Stated goal -> Retype every line of the records below without changing anything.

Records supplied ->
---*---

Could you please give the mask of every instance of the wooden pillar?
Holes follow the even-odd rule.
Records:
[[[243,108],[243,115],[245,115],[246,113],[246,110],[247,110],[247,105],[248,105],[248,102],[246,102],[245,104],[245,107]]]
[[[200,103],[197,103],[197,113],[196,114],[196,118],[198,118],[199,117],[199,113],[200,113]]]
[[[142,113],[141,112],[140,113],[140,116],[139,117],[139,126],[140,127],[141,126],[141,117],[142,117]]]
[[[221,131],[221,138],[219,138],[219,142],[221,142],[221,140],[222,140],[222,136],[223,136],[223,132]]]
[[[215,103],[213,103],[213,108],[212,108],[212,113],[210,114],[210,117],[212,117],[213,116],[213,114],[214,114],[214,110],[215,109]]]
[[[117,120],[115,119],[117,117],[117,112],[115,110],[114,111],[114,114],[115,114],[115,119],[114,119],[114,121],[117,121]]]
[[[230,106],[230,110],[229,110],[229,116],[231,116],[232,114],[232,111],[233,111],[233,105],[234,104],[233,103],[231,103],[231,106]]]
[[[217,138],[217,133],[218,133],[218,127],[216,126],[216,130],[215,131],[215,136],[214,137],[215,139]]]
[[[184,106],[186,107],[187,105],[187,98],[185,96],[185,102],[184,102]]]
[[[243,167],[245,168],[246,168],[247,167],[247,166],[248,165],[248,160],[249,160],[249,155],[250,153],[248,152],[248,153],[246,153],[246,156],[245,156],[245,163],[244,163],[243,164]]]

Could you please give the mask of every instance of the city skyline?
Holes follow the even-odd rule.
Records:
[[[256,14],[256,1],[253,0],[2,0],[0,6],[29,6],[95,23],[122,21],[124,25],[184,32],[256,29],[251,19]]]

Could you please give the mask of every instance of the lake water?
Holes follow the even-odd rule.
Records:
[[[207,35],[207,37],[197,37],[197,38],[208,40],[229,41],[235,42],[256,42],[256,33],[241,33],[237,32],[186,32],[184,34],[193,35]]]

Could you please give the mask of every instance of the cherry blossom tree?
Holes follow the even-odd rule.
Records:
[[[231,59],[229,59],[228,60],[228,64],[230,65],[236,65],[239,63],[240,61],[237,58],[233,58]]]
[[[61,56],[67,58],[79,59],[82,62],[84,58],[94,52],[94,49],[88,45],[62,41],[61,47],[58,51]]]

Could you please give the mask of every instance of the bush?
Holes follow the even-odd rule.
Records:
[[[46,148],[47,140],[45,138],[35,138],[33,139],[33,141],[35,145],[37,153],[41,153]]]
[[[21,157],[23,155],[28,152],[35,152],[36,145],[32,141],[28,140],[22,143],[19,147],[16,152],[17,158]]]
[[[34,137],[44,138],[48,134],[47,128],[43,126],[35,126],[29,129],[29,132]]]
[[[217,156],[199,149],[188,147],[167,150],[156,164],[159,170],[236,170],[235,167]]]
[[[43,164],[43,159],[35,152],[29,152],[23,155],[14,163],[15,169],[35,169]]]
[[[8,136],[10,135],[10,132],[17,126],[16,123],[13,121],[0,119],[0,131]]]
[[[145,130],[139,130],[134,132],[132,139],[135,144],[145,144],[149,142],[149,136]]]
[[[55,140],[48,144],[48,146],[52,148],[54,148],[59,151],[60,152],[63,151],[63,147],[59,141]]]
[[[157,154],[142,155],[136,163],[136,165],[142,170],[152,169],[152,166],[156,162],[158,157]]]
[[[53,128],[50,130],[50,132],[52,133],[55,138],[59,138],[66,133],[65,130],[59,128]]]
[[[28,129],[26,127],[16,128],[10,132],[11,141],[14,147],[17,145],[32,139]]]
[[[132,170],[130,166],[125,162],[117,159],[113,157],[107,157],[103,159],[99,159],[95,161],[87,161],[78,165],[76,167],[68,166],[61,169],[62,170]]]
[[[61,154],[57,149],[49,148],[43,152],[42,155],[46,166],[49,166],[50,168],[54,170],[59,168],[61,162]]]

---*---

Solution ->
Could you please give the mask of every instance of the wooden pillar?
Holes follow the even-odd rule.
Records:
[[[243,108],[243,115],[245,115],[246,113],[246,110],[247,110],[247,105],[248,105],[248,102],[246,102],[245,104],[245,107]]]
[[[200,103],[197,103],[197,113],[196,114],[196,118],[198,118],[199,117],[199,113],[200,113]]]
[[[142,113],[141,112],[140,113],[140,116],[139,117],[139,126],[140,127],[141,126],[141,117],[142,117]]]
[[[221,131],[221,138],[219,138],[219,142],[221,142],[221,140],[222,140],[222,136],[223,136],[223,132]]]
[[[215,103],[213,103],[213,108],[212,108],[212,113],[210,114],[210,117],[212,117],[213,116],[213,114],[214,114],[214,110],[215,109]]]
[[[117,120],[115,119],[117,117],[117,112],[115,110],[114,111],[114,114],[115,114],[115,119],[114,119],[114,121],[117,121]]]
[[[230,106],[230,110],[229,110],[229,116],[231,116],[232,114],[232,111],[233,111],[233,105],[234,104],[233,103],[231,103],[231,106]]]
[[[217,138],[217,133],[218,133],[218,127],[216,126],[216,130],[215,131],[215,136],[214,137],[215,139]]]
[[[184,106],[186,107],[187,105],[187,98],[185,96],[185,102],[184,102]]]
[[[243,167],[245,168],[246,168],[247,167],[247,166],[248,165],[248,160],[249,160],[249,155],[250,153],[248,152],[248,153],[246,153],[246,156],[245,156],[245,163],[244,163],[243,164]]]

Could you please give the mask of every instance of the city skyline?
Holes follow the even-odd rule.
Records:
[[[256,14],[256,1],[253,0],[2,0],[0,6],[29,6],[95,23],[122,21],[124,25],[184,32],[256,29],[251,19]]]

Could you please give the mask of every instance of the lake water?
Holes follow the even-odd rule.
Records:
[[[207,35],[207,37],[197,37],[197,38],[208,40],[229,41],[235,42],[256,42],[256,33],[241,33],[237,32],[186,32],[184,34],[193,35]]]

Could you please give the mask of every instance of the cherry blossom tree?
Holes follow the even-odd rule.
Records:
[[[231,59],[229,59],[228,60],[228,64],[230,65],[236,65],[239,63],[240,61],[237,58],[233,58]]]
[[[61,56],[67,58],[79,59],[82,62],[84,58],[94,52],[94,49],[88,45],[62,41],[61,47],[58,51]]]

Could you please give the mask of every instance of the bush?
Holes follow the even-odd rule.
Records:
[[[46,148],[47,140],[45,138],[35,138],[33,139],[33,141],[35,145],[37,153],[41,153]]]
[[[21,157],[23,155],[28,152],[35,152],[36,145],[32,141],[28,140],[22,143],[19,147],[16,152],[17,158]]]
[[[34,137],[44,138],[48,134],[47,128],[43,126],[35,126],[29,129],[29,132]]]
[[[217,156],[199,149],[188,147],[167,150],[156,164],[159,170],[236,170],[235,167]]]
[[[43,164],[43,159],[35,152],[29,152],[23,155],[14,163],[15,169],[35,169]]]
[[[8,136],[10,135],[10,132],[17,126],[16,123],[13,121],[0,119],[0,131]]]
[[[145,130],[139,130],[134,132],[132,139],[135,144],[145,144],[149,142],[149,136]]]
[[[55,140],[48,144],[48,146],[52,148],[54,148],[59,151],[60,152],[63,151],[63,147],[59,141]]]
[[[157,154],[142,155],[136,163],[136,165],[142,170],[152,169],[152,166],[156,162],[158,157]]]
[[[53,128],[50,130],[50,132],[52,133],[55,138],[59,138],[66,133],[65,130],[59,128]]]
[[[28,129],[26,127],[16,128],[10,132],[11,141],[14,147],[17,145],[32,139]]]
[[[132,170],[130,166],[125,162],[117,159],[113,157],[107,157],[103,159],[99,159],[95,161],[87,161],[78,165],[76,167],[68,166],[61,169],[62,170]]]
[[[61,154],[57,149],[49,148],[43,152],[42,155],[46,166],[49,166],[50,168],[54,170],[59,168],[61,162]]]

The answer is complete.